Your instructions:
Please print every record below exactly as it appears.

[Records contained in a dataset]
________________

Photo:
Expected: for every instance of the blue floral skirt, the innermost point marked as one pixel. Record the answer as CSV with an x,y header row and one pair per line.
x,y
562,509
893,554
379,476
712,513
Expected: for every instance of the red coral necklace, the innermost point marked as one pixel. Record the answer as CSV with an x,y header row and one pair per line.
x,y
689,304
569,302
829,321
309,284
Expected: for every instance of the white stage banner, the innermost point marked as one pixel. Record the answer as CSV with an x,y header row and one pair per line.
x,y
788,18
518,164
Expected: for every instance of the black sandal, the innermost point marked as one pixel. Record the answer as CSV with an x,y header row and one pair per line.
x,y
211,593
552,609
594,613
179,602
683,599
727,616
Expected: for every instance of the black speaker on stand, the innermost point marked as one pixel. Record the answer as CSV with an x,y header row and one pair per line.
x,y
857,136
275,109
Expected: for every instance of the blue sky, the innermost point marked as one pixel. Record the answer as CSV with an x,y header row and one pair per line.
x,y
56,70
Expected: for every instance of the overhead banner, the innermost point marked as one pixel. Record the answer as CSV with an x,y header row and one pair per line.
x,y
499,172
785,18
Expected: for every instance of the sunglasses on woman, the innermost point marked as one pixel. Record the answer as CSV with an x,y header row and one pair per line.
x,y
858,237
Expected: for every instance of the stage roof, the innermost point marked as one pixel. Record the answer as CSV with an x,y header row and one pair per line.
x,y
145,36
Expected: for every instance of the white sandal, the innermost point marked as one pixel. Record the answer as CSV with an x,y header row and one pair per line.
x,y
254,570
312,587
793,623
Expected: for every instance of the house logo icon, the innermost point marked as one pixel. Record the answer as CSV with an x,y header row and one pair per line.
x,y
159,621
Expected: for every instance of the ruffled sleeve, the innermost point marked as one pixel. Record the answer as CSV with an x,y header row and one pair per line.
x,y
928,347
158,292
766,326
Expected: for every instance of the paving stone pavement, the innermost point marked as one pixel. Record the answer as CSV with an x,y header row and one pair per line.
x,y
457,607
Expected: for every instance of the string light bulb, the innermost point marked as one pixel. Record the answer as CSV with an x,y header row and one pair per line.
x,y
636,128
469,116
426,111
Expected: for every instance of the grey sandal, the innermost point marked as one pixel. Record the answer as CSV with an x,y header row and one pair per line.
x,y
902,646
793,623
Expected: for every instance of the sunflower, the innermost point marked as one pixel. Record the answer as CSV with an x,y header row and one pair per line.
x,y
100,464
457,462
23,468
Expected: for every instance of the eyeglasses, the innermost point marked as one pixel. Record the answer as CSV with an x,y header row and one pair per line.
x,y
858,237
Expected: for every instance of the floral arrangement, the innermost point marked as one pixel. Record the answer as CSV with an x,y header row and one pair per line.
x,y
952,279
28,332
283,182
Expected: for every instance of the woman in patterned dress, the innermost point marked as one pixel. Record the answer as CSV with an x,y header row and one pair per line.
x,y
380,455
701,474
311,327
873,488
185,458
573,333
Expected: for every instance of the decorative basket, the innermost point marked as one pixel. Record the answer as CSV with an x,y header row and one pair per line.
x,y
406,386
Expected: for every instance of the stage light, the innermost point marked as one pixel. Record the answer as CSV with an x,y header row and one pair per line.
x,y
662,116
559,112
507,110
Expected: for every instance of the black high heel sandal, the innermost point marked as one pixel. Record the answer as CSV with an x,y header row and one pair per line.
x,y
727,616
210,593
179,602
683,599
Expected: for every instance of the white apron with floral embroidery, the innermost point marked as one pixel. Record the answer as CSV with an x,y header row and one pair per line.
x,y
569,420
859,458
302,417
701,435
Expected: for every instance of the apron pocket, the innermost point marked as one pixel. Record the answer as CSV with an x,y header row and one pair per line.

________________

Answer to the problem:
Photo:
Expected: for every instance of the blue floral skirt, the innermost point marked as one pixel. Record the answer as CSV with an x,y header row and one pair per line.
x,y
562,509
893,554
379,476
712,513
Expected: for every instance of the red coral necklace, the innermost point marked as one pixel. Record the answer as CSV with an x,y header row and one pair per line.
x,y
689,304
569,302
829,321
309,284
Expected: for every instance of the white stage banner, the innermost point marked as one pixel. Record the answer as CSV with an x,y header row and one pair per line.
x,y
788,18
518,164
Expected: for every instance of the black sandal, the innermost point marked as one pixel. Record the answer as CSV with an x,y header row and one pair per line.
x,y
211,593
552,609
594,613
179,602
683,599
727,616
Expected: for every instance of the black speaker on stand, the innermost point marked as one pixel. Record the answer as CSV with an x,y header row and one pair per line.
x,y
857,136
275,109
Expected: for every instance of the blue sky, the innermost point marked as one pixel. Record the answer as CSV with an x,y header row and one pair per line.
x,y
56,70
Expected: for every instance of the overhead banner, the innermost point marked as one pixel. Record the answer as CSV with an x,y header row and one pair per line.
x,y
499,172
785,18
Expected: for every instance of the sunglasses on woman, the innermost point marked as one pixel. Record the answer as CSV with an x,y header row and one pair per line.
x,y
858,237
Expected: for every instance of the stage roof, the innermost point marked as one pixel. Record the answer as CSV with an x,y header row and one pair per line.
x,y
145,36
Expected: for every instance of the white sandal, the innermost point marked as one pixel. Record the answer as CSV with an x,y header row and one pair per line.
x,y
254,570
312,587
793,623
Expected: for every instance of the house logo icon, the innermost point marked as one pixel. Record the answer as CSV with an x,y header row and one pair per line.
x,y
159,621
Expected: for every instance of the ruffled sleeve, the innermost point marked as one pixel. Record the answer as CSV with an x,y header row and one pair per line.
x,y
928,347
158,292
766,326
Expected: for every instance of the paving stone pavement, the innermost point marked as one pixel. Record the answer as CSV with an x,y header row and one pair per line.
x,y
457,607
Expected: for every instance of the string light bulb, the innermost point marked as one pixel. Record the answer as CSV with an x,y header row and one pair per line.
x,y
636,128
469,116
426,111
Expected: for every instance of the grey sandal, the innermost point marked as one pixel. Record the answer as CSV with an x,y header row and one pair per line.
x,y
902,646
793,623
Expected: for every instance of the sunflower, the innermost point marked as one pixel. Record the answer as CSV with an x,y header row and one pair per line.
x,y
100,464
457,462
23,468
Expected: for every instance of the eyeglasses, the innermost point marked as one pixel. Record the answer as CSV with an x,y header row and one pair per line.
x,y
858,237
Expected: for every instance of the floral arrangement, the innermost point marked as one pixel. Record the answer as CSV with an x,y header row and one pair per line.
x,y
952,279
28,332
283,182
Expected: for every instance of the woman in patterned dress, the innermost point marked as one pixel. Record the answer as CSV with an x,y header row and one pair per line.
x,y
380,455
701,474
311,327
873,488
185,458
573,333
Expected: for every instance of the decorative basket, the innermost point marked as one pixel. Record the answer as CSV with an x,y header row and one pair per line.
x,y
406,386
Expected: for every instance of the stage light, the innermost point marked as one pixel. Record the answer as CSV with an x,y header row and one pair per line.
x,y
662,116
559,112
507,110
Expected: for every instance of the black high heel sandal, the innermost point marked as one pixel. Record the answer as CSV with an x,y header row and one pair per line.
x,y
727,616
210,593
179,602
683,599
Expected: for every instance of the white apron with floral embroidery, the innermost point marked as one pixel. Record the answer as CSV with an x,y header row and one pair per line.
x,y
569,420
859,458
302,417
701,435
Expected: for every instance of the apron pocket, the innermost point marked as one pixel. Record the answer as CSV with an x,y header row and one pair per line.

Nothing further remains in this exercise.